(Reading text)

START

Doug CORTEAL, t/d/b/a Divito Park, Petitioner,
v.
DEPARTMENT OF TRANSPORTATION, Respondent.
Commonwealth Court of Pennsylvania.
Submitted on Briefs March 14, 2003. Decided April 9, 2003.*174 Wayne H. Port, Uniontown, for petitioner.
Andrew M. Rapach, Pittsburgh, for respondent.
BEFORE: PELLEGRINI, Judge, and COHN, Judge, and JIULIANTE, Senior Judge.
OPINION BY Judge PELLEGRINI.
Doug Corteal, t/d/b/a Divito Park (Divito Park), petitions for review an order of the Secretary of the Department of Transportation (Department) adopting a proposed report of a Department of Transportation hearing officer revoking his advertising device permit because it violated the Outdoor Advertising Control Act of 1971(Act), Act of December 15, 1971, P.L. 596, as amended, 36 P.S. § 2718.101-2718.115,[1] and its applicable regulations, *175 specifically, 67 Pa.Code § 445.4(b)(3)(iv),[2] prohibiting commercial advertising, and 67 Pa.Code § 445.6(e)(1),[3] prohibiting a deviation from information provided in the application.

END

(Exercise set)
1) Set down, word for word, the part of the court opinion above that opens with the words containing "Andrew M. Rapach, Pittsburgh, for" and closes with "in the application.".
2) Answer these questions using the court opinion above:
(a) Which judge wrote the opinion?
(b) Who appeared for the respondent?
(c) On what date was the case decided?
3) Continue the court opinion above, beginning after its last sentence.

(Collected material)
START

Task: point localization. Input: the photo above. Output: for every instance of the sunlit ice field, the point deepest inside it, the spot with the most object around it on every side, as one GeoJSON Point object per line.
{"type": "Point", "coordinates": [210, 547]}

END

(Task-by-task results)
1)
Andrew M. Rapach, Pittsburgh, for respondent.
BEFORE: PELLEGRINI, Judge, and COHN, Judge, and JIULIANTE, Senior Judge.
OPINION BY Judge PELLEGRINI.
Doug Corteal, t/d/b/a Divito Park (Divito Park), petitions for review an order of the Secretary of the Department of Transportation (Department) adopting a proposed report of a Department of Transportation hearing officer revoking his advertising device permit because it violated the Outdoor Advertising Control Act of 1971(Act), Act of December 15, 1971, P.L. 596, as amended, 36 P.S. § 2718.101-2718.115,[1] and its applicable regulations, *175 specifically, 67 Pa.Code § 445.4(b)(3)(iv),[2] prohibiting commercial advertising, and 67 Pa.Code § 445.6(e)(1),[3] prohibiting a deviation from information provided in the application.

2)
(a) Judge Pellegrini
(b) Andrew M. Rapach, Pittsburgh
(c) April 9, 2003

3)
Divito Park, a roller and ice skating rink as well as a dining room, is located at 101 Frankie Lane, Leisenring, in Fayette County. On June 18, 1999, Divito Park filed an Application for Advertising Device Permit (Permit) with the Department for the erection of a new sign on the property at the intersection of two state highways containing an electronically controlled message board displaying public service type announcements.[4] The appropriate zoning and ownership information was included in the application, as were the sign dimensions with language indicating that the contemplated sign was to be a "Digital Electronic Sign" that would be installed after the Permit was issued. In its approval letter, the Department advised Divito Park that the sign would be subsequently inspected by it to determine conformity to law. The sign was installed in August or September of 2000.
Shortly after the sign was erected, the Department began receiving inquiries regarding the sign, and it sent an employee to investigate. Based upon that investigation and because the sign advertised businesses other than Divito Park and also violated 67 Pa.Code § 445.4(b)(3)(iv) and 67 Pa.Code § 445.6(e)(1), the Department revoked the Permit by letter dated May 9, 2001, unless the violations were cured within 15 days. Divito Park filed a pro se appeal from the Department's determination and a hearing was held.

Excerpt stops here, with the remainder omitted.